(INPUT ROWS):

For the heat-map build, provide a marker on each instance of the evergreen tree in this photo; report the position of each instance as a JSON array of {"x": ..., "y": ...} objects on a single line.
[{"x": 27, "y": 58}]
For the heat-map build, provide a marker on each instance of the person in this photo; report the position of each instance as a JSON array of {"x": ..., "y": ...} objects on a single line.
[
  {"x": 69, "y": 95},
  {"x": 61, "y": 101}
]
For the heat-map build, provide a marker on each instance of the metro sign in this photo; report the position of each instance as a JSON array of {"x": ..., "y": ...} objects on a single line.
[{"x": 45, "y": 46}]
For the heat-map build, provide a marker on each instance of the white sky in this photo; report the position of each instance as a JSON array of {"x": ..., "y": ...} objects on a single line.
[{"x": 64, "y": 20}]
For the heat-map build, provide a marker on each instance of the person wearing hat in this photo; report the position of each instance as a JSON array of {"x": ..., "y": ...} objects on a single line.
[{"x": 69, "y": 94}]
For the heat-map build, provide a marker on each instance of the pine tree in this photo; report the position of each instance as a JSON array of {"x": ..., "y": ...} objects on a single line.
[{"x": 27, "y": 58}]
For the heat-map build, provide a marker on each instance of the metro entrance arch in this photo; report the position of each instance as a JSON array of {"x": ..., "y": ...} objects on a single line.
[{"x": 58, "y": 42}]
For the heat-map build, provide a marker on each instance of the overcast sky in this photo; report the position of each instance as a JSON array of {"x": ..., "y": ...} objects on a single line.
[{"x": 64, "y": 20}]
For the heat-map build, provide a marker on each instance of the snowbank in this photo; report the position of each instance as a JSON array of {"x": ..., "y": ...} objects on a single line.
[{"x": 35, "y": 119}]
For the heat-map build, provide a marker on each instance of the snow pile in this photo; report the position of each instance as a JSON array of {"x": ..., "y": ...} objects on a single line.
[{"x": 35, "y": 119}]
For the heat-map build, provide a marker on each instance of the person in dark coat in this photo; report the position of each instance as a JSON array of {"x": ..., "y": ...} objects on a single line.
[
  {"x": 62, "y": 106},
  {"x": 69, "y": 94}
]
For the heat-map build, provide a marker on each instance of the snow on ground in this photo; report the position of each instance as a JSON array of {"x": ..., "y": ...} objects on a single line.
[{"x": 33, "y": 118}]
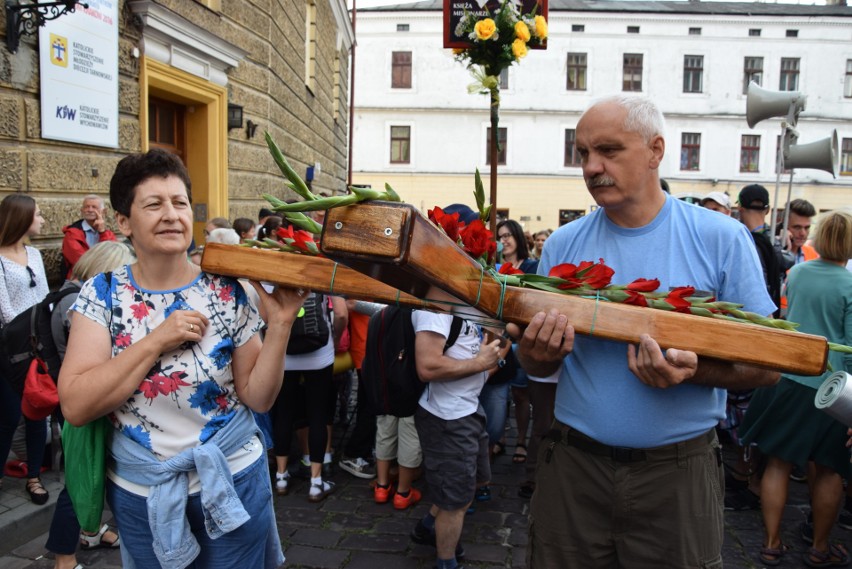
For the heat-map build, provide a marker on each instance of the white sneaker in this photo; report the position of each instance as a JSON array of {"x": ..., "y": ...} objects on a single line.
[
  {"x": 320, "y": 492},
  {"x": 358, "y": 467},
  {"x": 282, "y": 483}
]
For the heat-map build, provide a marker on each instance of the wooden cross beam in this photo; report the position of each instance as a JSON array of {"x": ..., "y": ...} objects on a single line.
[{"x": 395, "y": 244}]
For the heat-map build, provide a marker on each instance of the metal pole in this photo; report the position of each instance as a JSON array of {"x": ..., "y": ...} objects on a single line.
[{"x": 351, "y": 97}]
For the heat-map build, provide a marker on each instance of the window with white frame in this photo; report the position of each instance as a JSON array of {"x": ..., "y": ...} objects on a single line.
[
  {"x": 752, "y": 72},
  {"x": 632, "y": 74},
  {"x": 847, "y": 81},
  {"x": 789, "y": 74},
  {"x": 690, "y": 151},
  {"x": 401, "y": 70},
  {"x": 576, "y": 72},
  {"x": 750, "y": 153},
  {"x": 400, "y": 144},
  {"x": 846, "y": 157},
  {"x": 693, "y": 73},
  {"x": 572, "y": 157},
  {"x": 501, "y": 146}
]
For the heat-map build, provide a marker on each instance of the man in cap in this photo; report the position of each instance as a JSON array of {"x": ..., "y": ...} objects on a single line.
[
  {"x": 753, "y": 207},
  {"x": 84, "y": 233},
  {"x": 717, "y": 201}
]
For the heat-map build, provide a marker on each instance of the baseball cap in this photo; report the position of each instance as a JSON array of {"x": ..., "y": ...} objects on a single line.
[
  {"x": 720, "y": 198},
  {"x": 754, "y": 196}
]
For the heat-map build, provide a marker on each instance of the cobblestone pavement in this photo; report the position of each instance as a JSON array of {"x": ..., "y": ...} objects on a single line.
[{"x": 348, "y": 530}]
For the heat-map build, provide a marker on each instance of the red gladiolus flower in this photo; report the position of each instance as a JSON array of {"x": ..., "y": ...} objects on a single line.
[
  {"x": 297, "y": 238},
  {"x": 448, "y": 222},
  {"x": 595, "y": 275},
  {"x": 644, "y": 285},
  {"x": 477, "y": 239},
  {"x": 509, "y": 269},
  {"x": 566, "y": 272},
  {"x": 677, "y": 298}
]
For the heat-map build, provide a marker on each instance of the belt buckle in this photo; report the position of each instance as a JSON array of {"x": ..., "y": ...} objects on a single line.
[{"x": 624, "y": 454}]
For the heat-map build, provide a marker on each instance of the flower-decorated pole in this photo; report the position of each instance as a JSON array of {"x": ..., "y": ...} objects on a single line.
[{"x": 496, "y": 42}]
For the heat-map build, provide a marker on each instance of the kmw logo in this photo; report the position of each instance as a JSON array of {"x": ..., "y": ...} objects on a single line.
[{"x": 66, "y": 112}]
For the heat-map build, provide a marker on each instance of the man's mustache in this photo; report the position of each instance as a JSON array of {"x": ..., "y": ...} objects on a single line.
[{"x": 601, "y": 180}]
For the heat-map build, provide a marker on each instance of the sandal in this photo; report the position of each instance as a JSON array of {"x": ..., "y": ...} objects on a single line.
[
  {"x": 836, "y": 556},
  {"x": 772, "y": 555},
  {"x": 36, "y": 490},
  {"x": 97, "y": 541}
]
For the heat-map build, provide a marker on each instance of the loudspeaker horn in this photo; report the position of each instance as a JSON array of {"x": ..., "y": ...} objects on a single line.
[
  {"x": 764, "y": 104},
  {"x": 820, "y": 155}
]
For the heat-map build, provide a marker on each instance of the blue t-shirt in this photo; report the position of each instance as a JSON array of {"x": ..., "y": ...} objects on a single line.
[{"x": 685, "y": 245}]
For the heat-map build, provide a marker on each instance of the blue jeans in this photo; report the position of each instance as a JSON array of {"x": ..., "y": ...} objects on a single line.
[
  {"x": 36, "y": 431},
  {"x": 244, "y": 547},
  {"x": 495, "y": 400}
]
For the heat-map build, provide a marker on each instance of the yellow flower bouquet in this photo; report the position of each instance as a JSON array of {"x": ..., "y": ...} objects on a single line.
[{"x": 501, "y": 38}]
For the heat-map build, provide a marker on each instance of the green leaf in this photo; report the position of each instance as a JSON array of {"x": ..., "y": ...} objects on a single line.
[
  {"x": 297, "y": 184},
  {"x": 392, "y": 195}
]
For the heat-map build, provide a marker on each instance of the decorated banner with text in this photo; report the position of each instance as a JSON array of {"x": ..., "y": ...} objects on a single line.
[
  {"x": 456, "y": 34},
  {"x": 78, "y": 60}
]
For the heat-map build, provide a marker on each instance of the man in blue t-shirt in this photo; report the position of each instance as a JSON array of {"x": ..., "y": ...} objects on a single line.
[{"x": 631, "y": 475}]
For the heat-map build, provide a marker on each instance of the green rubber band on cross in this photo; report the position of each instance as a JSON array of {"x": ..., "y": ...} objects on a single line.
[
  {"x": 331, "y": 285},
  {"x": 595, "y": 313}
]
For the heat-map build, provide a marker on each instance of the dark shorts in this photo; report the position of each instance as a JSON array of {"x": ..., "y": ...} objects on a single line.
[
  {"x": 455, "y": 457},
  {"x": 658, "y": 508}
]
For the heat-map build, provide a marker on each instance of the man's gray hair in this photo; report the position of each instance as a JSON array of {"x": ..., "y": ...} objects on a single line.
[{"x": 643, "y": 115}]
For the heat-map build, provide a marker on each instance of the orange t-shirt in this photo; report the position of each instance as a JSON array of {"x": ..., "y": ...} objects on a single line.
[{"x": 358, "y": 336}]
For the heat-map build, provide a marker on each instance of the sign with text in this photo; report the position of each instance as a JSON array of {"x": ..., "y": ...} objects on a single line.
[
  {"x": 455, "y": 10},
  {"x": 78, "y": 59}
]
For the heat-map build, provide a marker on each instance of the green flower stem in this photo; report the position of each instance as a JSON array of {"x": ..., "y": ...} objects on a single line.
[{"x": 296, "y": 183}]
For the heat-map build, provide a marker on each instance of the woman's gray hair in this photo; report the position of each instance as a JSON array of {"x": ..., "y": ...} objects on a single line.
[
  {"x": 643, "y": 115},
  {"x": 103, "y": 257},
  {"x": 225, "y": 236}
]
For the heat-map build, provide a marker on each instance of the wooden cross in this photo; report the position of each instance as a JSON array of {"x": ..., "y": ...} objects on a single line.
[{"x": 403, "y": 255}]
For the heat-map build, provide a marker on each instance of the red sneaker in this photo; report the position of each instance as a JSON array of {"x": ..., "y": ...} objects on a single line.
[
  {"x": 382, "y": 495},
  {"x": 401, "y": 502}
]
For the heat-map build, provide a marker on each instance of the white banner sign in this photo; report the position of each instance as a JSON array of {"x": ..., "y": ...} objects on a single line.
[{"x": 78, "y": 57}]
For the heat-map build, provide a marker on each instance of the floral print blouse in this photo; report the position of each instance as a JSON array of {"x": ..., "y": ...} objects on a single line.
[{"x": 188, "y": 394}]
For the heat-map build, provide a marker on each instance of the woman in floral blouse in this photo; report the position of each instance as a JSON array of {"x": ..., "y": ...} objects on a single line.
[{"x": 173, "y": 357}]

(SET TASK): From the line that contains "the white banner" down to the last line of the listing above, repeat each line exactly, and include nothing else.

(RESPONSE BELOW):
For the heat-map build, provide a marker on each instance of the white banner sign in this photo; report the position of each instance as a JSON array of {"x": ..., "y": ...} objects on a single line.
[{"x": 78, "y": 57}]
For the heat-map build, provide a marker on each instance of the floral print blouse in this photo; report the position of each instance as a JSON array of {"x": ..., "y": ...} objects on a single line.
[{"x": 188, "y": 394}]
For the heat-map build, provide a marker on each instance of the woman in floral blouse in this photo; report the position of each instance as a JSON array of {"x": ..., "y": ...} objects on a single line.
[{"x": 173, "y": 357}]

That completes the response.